*** Extracted text
The Misconception of Data Governance

Poor data governance is ultimately responsible for data breaches


John Shafran

1/1/20251 min read

When I first began working in the IT industry the office where I worked had no form of security – no cameras, no access cards, no security guards, not even a receptionist, I simply entered the building and took a lift to the floor I worked and walked to my desk. There were shared computers, which were always on and open for anyone to use and for those systems that did require a login, ‘cat’, followed by the month number, was used. The entire process was documented and included the password.

Today, wherever I work, I expect to undertake some site security training - what to do in the event of a physical threat and how to keep their business information secure. In recent years, the importance of data governance has grown exponentially, mostly attributed to security breaches or the threat of one. There are so many incidents of identity theft and other scams that one can never be too careful.
******
*** Dataset content
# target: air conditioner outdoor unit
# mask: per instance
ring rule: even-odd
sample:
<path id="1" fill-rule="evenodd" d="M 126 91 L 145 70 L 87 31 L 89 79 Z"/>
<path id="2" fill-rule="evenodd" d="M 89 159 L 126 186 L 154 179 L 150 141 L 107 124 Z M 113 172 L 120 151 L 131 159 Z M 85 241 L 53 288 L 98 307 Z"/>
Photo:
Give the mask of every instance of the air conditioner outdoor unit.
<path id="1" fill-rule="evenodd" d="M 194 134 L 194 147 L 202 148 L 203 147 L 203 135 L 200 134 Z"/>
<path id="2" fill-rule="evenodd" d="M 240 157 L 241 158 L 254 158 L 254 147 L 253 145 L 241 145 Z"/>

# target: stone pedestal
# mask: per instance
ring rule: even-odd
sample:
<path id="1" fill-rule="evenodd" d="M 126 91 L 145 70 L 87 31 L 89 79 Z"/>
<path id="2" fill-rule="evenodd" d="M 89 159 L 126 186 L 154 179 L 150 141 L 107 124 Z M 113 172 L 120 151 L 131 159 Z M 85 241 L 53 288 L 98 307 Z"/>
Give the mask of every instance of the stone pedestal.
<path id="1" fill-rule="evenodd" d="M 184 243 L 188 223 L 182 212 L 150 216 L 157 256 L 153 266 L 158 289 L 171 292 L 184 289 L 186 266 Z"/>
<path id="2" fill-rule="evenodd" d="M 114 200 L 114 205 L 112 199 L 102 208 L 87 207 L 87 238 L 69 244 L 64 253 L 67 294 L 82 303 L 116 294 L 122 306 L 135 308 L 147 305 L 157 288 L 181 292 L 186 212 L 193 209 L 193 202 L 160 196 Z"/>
******
What you need to do: Reproduce everything from "Poor data governance" down to "included the password." in the data governance article. Rely only on the data governance article when working through what comes next.

Output for this exercise:
Poor data governance is ultimately responsible for data breaches


John Shafran

1/1/20251 min read

When I first began working in the IT industry the office where I worked had no form of security – no cameras, no access cards, no security guards, not even a receptionist, I simply entered the building and took a lift to the floor I worked and walked to my desk. There were shared computers, which were always on and open for anyone to use and for those systems that did require a login, ‘cat’, followed by the month number, was used. The entire process was documented and included the password.